┌─ Passage provided

Some questions about ctdb availability when some node is crashed

Fri Nov 16 09:02:00 MST 2012

Dear martin,

Thanks for your reply!

In my tests, the IPs hosted by the failed node was moved to other nodes
correctly.
But all records in test.tdb can not be fetched on all nodes, i.e. {node-0,
node-1, node-2, node-3}.
It seems hanging when doing ctdb_fetch_lock:force_migration
when node-0, node-2, node-3 tries to fetch the record from test.tdb.
Is there any mechanism to revoke __transaction_lock__?

Thanks again. I really appreciate receiving any input from smart people
like you guys.

az

2012/11/16 Martin Schwenke <martin at meltin.net>

> On Sun, 11 Nov 2012 15:23:02 +0800, XW Huang <xwhuang123 at gmail.com>
> wrote:
>
> > A record (/tmp/test) is stored in a persistent tdb (test.tdb) by this
> > command.
> >
> > $sudo ctdb pstore test.tdb /tmp/test /tmp/test
> >
> > This record is fetched again and again on node-1.
> > Then, node-1's network interface was turned down to simulate it is
> crashed
> > by this command.

└─

## The tasks:
[1] In the ctdb thread, what happened to the IPs hosted by the failed node?
[2] Please extend the ctdb thread, picking up right after its last line.
The items come from a separate source.

┌─ Listing

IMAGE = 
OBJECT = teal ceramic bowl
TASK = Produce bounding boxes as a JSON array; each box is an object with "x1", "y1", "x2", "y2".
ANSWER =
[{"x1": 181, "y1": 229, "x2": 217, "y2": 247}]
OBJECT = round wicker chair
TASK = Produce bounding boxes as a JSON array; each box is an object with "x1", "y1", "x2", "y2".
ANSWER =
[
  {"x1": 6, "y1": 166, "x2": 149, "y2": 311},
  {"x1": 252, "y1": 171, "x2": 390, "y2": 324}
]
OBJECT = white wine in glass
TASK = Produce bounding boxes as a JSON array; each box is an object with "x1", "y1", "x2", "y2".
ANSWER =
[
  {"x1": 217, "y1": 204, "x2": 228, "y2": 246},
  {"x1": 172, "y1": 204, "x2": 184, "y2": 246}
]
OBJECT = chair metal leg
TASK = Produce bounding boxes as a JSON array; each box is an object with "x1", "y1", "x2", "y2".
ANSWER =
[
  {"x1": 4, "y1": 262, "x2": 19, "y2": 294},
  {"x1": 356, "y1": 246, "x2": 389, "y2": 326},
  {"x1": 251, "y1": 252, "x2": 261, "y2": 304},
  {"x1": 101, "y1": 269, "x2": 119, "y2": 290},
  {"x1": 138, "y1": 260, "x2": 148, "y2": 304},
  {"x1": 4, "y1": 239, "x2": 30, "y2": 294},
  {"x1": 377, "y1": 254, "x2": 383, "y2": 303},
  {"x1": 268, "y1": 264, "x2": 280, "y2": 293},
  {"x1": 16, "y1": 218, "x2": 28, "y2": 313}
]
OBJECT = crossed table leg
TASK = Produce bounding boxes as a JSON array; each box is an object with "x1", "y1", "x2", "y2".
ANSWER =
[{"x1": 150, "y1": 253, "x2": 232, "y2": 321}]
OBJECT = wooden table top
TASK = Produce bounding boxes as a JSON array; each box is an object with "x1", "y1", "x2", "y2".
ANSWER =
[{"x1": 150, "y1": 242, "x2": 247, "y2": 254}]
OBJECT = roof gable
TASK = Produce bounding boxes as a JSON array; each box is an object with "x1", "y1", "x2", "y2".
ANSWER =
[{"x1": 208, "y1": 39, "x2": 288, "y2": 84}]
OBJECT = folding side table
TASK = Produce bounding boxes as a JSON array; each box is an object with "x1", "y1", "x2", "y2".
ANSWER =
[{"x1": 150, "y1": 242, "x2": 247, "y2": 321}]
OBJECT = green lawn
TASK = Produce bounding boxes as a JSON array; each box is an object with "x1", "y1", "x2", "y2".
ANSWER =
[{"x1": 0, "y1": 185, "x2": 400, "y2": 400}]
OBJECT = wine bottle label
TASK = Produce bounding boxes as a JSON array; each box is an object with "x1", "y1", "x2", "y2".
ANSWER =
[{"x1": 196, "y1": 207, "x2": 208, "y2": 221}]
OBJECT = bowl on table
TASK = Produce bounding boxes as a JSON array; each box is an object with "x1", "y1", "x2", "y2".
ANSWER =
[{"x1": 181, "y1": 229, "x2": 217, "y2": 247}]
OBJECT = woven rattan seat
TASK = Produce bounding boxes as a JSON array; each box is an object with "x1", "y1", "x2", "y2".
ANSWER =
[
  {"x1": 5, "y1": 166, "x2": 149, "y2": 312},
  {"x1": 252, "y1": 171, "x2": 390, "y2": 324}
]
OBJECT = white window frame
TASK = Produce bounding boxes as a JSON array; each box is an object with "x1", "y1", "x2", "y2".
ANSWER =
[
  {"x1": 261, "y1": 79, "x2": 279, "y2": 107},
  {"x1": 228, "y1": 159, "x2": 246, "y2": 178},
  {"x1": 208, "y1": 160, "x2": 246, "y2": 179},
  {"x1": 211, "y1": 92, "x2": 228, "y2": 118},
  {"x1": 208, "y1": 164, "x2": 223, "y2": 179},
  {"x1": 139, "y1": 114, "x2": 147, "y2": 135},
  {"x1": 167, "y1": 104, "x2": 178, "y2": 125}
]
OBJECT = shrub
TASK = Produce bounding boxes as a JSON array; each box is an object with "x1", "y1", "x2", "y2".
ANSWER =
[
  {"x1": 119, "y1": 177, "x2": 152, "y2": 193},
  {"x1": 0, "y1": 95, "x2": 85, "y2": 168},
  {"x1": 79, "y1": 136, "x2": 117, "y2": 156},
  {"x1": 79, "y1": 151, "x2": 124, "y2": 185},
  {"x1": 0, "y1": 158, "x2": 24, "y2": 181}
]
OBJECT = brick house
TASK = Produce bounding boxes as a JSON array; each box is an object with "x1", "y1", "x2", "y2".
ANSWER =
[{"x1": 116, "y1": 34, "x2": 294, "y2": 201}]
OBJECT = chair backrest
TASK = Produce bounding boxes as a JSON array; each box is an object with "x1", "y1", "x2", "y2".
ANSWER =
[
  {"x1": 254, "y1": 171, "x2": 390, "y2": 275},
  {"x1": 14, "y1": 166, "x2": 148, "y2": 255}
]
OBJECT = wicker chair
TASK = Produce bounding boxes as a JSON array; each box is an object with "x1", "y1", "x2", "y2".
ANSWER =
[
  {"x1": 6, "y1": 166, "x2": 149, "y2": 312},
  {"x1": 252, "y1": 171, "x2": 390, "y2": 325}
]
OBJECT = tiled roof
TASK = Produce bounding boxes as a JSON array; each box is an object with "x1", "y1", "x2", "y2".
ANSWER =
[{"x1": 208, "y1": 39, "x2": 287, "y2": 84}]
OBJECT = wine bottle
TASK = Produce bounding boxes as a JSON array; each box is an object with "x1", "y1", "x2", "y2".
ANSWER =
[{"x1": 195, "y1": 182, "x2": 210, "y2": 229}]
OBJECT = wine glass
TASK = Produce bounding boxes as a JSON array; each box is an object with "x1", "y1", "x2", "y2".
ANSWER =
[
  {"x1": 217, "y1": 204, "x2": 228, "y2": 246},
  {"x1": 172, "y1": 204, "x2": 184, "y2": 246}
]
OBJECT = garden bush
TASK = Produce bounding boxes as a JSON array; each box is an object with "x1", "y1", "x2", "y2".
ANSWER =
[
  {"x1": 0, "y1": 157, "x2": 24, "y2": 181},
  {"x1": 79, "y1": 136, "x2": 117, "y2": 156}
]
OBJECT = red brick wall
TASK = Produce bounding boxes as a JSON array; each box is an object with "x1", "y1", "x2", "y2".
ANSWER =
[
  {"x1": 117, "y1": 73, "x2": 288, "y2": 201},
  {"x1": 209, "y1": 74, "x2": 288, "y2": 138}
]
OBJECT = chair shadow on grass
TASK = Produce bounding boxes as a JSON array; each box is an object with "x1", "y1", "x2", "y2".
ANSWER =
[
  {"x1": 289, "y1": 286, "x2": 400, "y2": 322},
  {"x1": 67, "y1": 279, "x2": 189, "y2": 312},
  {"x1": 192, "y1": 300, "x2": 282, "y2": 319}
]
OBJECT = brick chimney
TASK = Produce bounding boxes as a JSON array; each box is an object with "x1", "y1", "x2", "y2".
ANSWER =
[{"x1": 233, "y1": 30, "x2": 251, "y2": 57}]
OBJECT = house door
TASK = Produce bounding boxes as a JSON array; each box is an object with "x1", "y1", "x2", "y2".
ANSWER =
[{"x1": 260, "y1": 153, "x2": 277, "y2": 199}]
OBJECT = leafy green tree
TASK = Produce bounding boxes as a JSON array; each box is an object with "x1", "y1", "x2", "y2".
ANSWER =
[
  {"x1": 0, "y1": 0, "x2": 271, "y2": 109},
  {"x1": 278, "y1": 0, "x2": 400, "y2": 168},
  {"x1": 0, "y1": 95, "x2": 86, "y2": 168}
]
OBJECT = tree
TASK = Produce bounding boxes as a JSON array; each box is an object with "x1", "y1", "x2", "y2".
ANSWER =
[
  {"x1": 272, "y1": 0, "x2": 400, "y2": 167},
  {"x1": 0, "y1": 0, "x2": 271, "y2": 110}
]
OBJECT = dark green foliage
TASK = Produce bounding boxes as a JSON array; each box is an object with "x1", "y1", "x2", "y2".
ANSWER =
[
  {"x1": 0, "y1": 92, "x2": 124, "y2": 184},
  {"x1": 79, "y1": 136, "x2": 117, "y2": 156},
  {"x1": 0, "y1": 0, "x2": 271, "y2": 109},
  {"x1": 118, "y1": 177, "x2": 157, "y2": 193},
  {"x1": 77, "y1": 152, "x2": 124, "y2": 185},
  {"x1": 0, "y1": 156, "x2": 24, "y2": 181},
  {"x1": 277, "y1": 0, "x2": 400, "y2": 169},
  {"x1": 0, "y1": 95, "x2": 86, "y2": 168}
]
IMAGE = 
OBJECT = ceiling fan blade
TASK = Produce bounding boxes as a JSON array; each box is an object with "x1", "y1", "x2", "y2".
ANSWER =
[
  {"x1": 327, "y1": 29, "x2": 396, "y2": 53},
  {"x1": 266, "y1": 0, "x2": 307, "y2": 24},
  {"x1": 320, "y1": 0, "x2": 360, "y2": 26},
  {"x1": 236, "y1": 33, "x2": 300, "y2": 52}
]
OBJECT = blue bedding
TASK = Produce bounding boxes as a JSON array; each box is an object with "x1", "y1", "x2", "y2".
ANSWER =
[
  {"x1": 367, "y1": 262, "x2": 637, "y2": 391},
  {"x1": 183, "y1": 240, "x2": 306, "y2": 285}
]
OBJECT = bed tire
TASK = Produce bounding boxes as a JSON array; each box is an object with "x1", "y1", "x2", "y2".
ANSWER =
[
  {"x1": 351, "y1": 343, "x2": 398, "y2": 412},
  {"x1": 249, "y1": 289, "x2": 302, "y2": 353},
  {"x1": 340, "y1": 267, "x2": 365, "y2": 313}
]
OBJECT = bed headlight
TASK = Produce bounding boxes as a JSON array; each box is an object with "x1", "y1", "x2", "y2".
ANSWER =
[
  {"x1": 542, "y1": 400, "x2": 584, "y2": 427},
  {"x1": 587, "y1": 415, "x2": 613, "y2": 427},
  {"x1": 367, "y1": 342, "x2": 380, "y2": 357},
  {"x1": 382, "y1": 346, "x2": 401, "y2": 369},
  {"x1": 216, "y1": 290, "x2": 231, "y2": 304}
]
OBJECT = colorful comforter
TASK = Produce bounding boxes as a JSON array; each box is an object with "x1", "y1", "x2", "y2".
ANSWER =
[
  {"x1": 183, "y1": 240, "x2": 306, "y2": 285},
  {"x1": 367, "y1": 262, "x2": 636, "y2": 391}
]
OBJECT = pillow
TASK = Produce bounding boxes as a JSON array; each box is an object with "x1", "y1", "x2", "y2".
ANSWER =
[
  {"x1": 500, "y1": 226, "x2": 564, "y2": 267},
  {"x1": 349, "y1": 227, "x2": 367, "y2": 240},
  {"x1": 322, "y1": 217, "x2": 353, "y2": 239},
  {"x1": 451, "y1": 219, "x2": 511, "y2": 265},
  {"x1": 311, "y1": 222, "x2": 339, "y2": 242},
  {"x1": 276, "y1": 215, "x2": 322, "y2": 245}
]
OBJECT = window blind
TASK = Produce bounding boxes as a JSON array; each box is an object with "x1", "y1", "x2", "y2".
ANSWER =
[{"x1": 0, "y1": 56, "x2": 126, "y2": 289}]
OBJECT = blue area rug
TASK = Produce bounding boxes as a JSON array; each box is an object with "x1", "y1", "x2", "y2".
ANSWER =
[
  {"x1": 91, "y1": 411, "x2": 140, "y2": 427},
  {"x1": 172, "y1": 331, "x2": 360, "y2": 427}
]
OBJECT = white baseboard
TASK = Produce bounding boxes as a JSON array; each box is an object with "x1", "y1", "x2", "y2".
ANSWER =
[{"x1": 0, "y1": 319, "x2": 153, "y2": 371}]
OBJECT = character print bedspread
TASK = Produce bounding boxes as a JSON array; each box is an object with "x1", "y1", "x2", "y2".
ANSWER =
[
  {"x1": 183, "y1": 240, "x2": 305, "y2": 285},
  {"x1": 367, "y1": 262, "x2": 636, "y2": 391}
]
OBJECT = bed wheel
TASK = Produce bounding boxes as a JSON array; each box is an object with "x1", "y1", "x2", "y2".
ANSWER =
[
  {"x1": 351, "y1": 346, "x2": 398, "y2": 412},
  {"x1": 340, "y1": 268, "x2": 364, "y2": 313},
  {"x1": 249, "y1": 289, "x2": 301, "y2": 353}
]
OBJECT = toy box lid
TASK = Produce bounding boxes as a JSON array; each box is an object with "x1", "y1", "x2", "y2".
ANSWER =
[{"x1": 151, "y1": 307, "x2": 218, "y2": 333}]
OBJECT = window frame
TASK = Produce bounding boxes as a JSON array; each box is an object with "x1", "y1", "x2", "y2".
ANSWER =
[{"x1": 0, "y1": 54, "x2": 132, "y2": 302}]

└─

## Solved problems:
[1] They were moved to other nodes correctly.

[2]
> >
> > $sudo ifconfig eth0 down
> > [...]
>
> > [...]
> > However, the records in test.tdb can not be fetched anymore.
> > But "ctdb getdbstatus" says test.tdb is healthy
> > and "ctdb catdb" can dump its content:
> > [...]
>
> It sounds like you are still trying to fetch the record on node 1.
> That won't work.  CTDB isn't available on that node.
>
> If you are providing a CIFS service using Samba/CTDB then when a node
> fails, the IPs hosted by the failed node will be moved to other nodes
> so that they can continue to provide the CIFS service. Then any data
> that Samba needs from CTDB can be fetched on those other nodes.
>
> Does that help?  :-)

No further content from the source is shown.